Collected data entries
──────

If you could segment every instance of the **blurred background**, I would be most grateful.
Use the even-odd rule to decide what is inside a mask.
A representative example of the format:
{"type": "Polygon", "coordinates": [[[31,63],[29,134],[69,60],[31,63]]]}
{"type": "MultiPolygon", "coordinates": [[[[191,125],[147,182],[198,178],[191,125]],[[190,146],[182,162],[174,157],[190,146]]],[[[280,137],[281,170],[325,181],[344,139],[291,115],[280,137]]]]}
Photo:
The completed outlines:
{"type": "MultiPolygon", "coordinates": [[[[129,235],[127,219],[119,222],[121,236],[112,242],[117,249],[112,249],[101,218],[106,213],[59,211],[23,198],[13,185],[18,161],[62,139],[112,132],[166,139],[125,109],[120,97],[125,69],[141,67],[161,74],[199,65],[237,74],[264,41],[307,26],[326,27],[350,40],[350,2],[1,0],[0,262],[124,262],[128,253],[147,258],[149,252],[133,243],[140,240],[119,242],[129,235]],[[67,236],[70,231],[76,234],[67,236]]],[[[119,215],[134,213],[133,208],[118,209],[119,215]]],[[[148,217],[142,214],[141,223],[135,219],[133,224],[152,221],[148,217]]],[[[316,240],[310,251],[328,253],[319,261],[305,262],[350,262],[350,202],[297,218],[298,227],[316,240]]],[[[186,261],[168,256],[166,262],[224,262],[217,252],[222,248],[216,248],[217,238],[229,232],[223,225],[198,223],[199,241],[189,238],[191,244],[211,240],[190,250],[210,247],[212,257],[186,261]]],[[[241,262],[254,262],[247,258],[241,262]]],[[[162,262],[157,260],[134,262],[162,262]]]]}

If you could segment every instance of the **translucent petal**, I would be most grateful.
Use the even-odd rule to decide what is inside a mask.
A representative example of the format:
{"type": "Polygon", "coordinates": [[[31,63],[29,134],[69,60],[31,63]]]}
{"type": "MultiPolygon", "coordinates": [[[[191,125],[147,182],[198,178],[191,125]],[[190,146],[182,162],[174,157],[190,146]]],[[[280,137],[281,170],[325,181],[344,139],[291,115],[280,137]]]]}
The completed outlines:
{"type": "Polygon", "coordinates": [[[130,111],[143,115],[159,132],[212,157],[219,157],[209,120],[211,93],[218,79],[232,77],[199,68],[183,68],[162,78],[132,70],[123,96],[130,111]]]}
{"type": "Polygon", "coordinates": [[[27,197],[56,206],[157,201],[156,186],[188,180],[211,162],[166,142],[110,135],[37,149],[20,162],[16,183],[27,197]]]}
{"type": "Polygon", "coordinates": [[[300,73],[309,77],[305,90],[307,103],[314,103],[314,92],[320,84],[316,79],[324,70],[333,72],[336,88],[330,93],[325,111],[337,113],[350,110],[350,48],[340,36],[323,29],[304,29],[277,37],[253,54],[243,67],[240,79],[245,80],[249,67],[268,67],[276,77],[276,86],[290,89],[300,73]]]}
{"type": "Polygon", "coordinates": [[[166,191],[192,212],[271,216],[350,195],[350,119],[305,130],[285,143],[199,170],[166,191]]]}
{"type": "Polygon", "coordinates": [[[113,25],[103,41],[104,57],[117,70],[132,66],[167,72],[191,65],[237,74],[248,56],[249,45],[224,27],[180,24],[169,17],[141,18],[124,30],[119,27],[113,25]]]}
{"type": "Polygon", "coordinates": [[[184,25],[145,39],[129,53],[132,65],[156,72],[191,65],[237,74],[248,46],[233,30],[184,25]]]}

──────

TO DO:
Note each line above that holds "segment", then copy all of them.

PROBLEM SOLUTION:
If you could segment every instance of the **blurred background**, I would be most grateful.
If you could segment every instance of the **translucent petal**, I would be most grateful.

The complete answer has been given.